Start of EXCERPTED PASSAGE
Here's the deal, the scale isn't anything but a measurement device. I've stopped thinking of it as anything but an inanimate object. Once a week I get on it and read the numbers it gives me and I put it away.

Emotionally un-linking myself has made quite the difference. ::yes::

Couch to 5k. It's a program to get you starting running. It starts off really slow with 60 sec. runs followed by 90 sec. walks and builds up over 9 weeks until you are able to run for 30 minutes.

Ooooooh.
I kind of like the sound of that.
See, I've CONVINCED myself (for no reason at all) that I'm not a runner. That I can't run. (i.e. "It'll hurt my knees and my shins", "I'm too heavy", "My 'girls' will hurt after-LOL!", etc.). But, buried deep down, I think I've always wanted to BE a runner or at least be able to run. This might be an interesting program to check out. Thanks so much for sharing the link!

Eventually I want to run/walk a Disney 1/2 marathon. I'm aiming for 2011 for that.

That is an AWESOME goal. :thumbsup2

Just about the same again. I'm 5'4" and 3/4. I'm not quite 5'5" although I usually lie and tell people I'm 5'5". :)

LOL! I always 'downgrade' and say 5' 4''.

As I am for you!!! This is our year!!!:cool1:

No, my dear, this is our LIFETIME!!!
 
Hey you! :goodvibes

Sorry to hear things aren't ideal. But you've got a great positive attitude looking for the future. I don't think your reasons are "terrible" for falling off the wagon, but they are excuses because you know what I FINALLY wrapped my mind around? There will NEVER be an ideal time. The time simply HAS to be now otherwise it will be never.

And about your 'frienemy'. First of all, that was pretty funny. Second, maybe it'll help with anyone's 'frienemy' issues if I tell you what works for me...I have an actual obsession with the scale. In a bad way. I was on it multiple times a day and allowed it to dictate my emotions. It was HORRIBLE. I'd feel great. I'd reward myself with food. I'd get on the scale again. Feel terrible, console myself with food. ALL IN ONE DAY.

Here's the deal, the scale isn't anything but a measurement device. I've stopped thinking of it as anything but an inanimate object. Once a week I get on it and read the numbers it gives me and I put it away.
End of EXCERPTED PASSAGE
Start of PROVIDED INFORMATION
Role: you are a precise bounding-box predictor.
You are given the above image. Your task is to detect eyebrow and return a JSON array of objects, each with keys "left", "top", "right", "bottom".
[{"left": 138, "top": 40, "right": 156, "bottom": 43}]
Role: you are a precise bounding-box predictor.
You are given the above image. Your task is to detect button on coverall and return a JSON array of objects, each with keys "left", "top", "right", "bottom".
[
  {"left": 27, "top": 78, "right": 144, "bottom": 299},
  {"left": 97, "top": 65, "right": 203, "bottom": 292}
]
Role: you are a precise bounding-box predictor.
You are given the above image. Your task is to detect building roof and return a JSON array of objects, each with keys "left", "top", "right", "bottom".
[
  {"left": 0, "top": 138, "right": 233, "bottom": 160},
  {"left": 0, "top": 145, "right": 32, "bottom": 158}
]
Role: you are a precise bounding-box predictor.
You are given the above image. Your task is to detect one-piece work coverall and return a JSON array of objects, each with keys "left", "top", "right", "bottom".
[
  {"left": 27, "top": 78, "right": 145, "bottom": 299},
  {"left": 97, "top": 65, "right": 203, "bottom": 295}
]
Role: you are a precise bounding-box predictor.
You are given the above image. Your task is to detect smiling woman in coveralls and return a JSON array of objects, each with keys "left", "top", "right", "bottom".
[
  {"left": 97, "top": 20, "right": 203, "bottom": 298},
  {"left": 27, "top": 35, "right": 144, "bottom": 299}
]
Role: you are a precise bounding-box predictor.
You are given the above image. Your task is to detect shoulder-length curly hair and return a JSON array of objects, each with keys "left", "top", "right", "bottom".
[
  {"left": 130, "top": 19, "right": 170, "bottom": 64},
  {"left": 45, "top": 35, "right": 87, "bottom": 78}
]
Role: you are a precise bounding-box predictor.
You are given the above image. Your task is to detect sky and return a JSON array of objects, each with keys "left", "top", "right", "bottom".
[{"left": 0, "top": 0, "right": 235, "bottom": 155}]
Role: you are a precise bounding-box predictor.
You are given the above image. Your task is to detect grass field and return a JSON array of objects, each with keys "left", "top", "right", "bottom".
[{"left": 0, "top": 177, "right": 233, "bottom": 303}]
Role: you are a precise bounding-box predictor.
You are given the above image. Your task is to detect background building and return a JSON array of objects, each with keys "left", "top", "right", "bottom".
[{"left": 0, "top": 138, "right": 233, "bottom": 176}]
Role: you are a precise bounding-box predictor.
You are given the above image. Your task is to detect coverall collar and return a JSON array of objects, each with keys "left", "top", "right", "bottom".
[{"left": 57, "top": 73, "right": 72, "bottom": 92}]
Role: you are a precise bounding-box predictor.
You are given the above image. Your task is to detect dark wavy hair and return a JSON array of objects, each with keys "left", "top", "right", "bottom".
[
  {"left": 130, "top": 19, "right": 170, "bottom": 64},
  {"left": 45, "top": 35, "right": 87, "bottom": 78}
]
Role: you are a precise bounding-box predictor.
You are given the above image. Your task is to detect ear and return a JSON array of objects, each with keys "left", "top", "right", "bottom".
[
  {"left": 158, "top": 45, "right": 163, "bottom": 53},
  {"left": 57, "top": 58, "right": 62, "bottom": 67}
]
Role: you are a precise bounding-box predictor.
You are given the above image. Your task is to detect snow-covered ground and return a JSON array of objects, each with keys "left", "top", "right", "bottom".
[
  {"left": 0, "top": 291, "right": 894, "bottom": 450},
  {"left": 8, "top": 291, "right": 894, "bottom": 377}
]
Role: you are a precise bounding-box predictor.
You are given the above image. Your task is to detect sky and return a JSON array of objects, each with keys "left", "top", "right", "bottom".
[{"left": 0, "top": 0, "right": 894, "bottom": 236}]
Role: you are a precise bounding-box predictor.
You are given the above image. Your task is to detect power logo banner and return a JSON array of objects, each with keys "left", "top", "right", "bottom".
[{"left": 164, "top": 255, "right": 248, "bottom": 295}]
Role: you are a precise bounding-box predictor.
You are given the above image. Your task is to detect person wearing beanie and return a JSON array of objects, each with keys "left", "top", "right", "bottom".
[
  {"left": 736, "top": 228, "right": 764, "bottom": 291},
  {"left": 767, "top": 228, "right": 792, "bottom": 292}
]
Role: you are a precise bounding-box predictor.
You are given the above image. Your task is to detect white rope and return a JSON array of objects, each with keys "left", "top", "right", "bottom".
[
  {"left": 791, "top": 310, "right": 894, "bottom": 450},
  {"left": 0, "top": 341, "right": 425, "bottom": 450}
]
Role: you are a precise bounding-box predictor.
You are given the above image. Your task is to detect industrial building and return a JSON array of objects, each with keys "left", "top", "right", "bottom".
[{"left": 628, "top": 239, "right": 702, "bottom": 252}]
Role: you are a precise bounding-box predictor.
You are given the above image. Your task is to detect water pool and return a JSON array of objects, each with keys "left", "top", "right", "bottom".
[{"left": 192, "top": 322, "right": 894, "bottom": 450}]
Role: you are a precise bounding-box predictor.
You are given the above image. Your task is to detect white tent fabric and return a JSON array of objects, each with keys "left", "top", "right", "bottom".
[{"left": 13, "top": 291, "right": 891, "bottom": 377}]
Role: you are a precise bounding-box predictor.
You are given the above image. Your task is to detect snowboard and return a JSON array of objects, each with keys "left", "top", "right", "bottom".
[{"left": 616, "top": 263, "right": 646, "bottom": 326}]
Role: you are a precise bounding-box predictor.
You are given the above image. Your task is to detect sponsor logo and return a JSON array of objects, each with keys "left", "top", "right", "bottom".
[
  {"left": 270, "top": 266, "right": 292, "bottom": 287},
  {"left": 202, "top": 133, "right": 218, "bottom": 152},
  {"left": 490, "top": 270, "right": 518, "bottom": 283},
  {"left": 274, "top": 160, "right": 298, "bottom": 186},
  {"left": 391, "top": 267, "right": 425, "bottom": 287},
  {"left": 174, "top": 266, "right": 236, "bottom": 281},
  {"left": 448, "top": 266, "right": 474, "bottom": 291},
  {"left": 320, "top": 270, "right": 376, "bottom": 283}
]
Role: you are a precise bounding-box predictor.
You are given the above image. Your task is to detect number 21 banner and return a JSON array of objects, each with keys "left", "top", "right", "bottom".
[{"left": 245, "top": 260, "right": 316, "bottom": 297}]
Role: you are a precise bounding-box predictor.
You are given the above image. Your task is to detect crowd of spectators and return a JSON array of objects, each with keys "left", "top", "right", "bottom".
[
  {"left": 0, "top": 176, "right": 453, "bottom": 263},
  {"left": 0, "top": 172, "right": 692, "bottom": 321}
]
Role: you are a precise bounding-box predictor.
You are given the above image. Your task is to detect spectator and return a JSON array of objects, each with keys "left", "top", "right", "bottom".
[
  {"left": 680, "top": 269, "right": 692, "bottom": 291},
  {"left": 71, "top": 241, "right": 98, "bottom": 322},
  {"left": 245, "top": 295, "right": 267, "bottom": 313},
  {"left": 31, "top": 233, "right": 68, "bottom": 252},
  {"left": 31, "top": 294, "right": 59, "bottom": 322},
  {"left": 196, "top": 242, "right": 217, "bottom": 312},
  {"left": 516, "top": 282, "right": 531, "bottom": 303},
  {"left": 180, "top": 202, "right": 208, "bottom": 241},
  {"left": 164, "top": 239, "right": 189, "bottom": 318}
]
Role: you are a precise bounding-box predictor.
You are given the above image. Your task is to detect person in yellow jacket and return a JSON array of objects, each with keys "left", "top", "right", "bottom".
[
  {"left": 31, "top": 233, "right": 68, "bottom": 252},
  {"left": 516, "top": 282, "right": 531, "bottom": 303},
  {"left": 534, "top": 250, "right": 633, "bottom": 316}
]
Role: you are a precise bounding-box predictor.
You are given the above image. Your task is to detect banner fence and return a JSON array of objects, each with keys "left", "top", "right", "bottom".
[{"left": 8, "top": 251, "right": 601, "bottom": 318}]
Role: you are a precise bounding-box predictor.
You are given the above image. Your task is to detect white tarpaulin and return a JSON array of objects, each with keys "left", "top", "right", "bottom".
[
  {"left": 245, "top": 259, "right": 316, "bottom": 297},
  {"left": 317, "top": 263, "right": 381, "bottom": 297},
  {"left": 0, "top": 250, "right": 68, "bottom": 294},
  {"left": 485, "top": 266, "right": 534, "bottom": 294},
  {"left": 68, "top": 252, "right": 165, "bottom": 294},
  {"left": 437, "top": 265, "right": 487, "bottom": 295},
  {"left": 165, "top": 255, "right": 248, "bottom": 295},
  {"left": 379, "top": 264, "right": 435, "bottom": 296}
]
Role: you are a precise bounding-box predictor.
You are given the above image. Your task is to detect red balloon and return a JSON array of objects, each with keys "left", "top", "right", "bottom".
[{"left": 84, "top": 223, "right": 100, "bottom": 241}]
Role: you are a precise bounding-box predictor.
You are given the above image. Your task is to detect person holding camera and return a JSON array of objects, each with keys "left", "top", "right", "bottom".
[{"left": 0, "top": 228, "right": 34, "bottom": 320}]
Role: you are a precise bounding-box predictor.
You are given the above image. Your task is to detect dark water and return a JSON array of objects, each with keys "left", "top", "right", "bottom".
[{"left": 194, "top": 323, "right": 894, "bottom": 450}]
End of PROVIDED INFORMATION
# WORK INSTRUCTIONS
(a) Do these statements agree with the forum thread about running and the scale? (i) The Couch to 5k program builds up over nine weeks. (ii) The writer who calls the scale a measurement device now weighs in several times a day. (iii) The writer planning a Disney half marathon is aiming for 2010. For each, answer yes or no and quote the deciding words exactly.
(b) Can you rewrite a passage from the forum thread about running and the scale, switching "knees" to "ankles"? Begin at the words "I kind of like" and stop after "2011 for that.".
(c) Could you pick up the forum thread about running and the scale after its last sentence and carry it on?

# WRITTEN ANSWERS
(a)
(i) Yes: "builds up over 9 weeks until you are able to run for 30 minutes"
(ii) No: "Once a week I get on it and read the numbers it gives me and I put it away."
(iii) No: "I'm aiming for 2011 for that."

(b)
I kind of like the sound of that.
See, I've CONVINCED myself (for no reason at all) that I'm not a runner. That I can't run. (i.e. "It'll hurt my ankles and my shins", "I'm too heavy", "My 'girls' will hurt after-LOL!", etc.). But, buried deep down, I think I've always wanted to BE a runner or at least be able to run. This might be an interesting program to check out. Thanks so much for sharing the link!

Eventually I want to run/walk a Disney 1/2 marathon. I'm aiming for 2011 for that.

(c)
Emotionally un-linking myself has made quite the difference. ::yes::

I absolutely agree. I do have to be careful with what I do, though, because I was a disordered eating patient for a while before having DS. I tend to either over restrict or just go hog wild with my eating. I'm working hard to find a happy medium. It's like my Lewis and Clarke expedition. :laughing:
 
I absolutely agree. I do have to be careful with what I do, though, because I was a disordered eating patient for a while before having DS. I tend to either over restrict or just go hog wild with my eating. I'm working hard to find a happy medium. It's like my Lewis and Clarke expedition. :laughing:

That can be scary and dangerous, you're absolutely right. Well, we're here for you to help you feel balanced and sane!
 
Ooooooh.
I kind of like the sound of that.
See, I've CONVINCED myself (for no reason at all) that I'm not a runner. That I can't run. (i.e. "It'll hurt my knees and my shins", "I'm too heavy", "My 'girls' will hurt after-LOL!", etc.). But, buried deep down, I think I've always wanted to BE a runner or at least be able to run. This might be an interesting program to check out. Thanks so much for sharing the link!


I've always convinced myself of the same thing. My few sad, pitiful attempts to run always failed, and I haven't even tried since I was back in high school. But I keep having these thoughts of my running without a care in the world.

I started reading some of the WISH boards here with people running the Princess 1/2 marathon, and I started thinking maybe it was possible. I highly recomend John Bingham's book - The Courage to Start. It's wonderful and very inspirational if you've had thoughts of running at all. He really focuses on just doing what you can do and not worrying about speed, or anyone else.

I went out and got fitted for a great sports bra, and running shoes that match my gait and I'm all set to go. I'm slow as molasses, and I can't run more than 60 secs. but it's a start.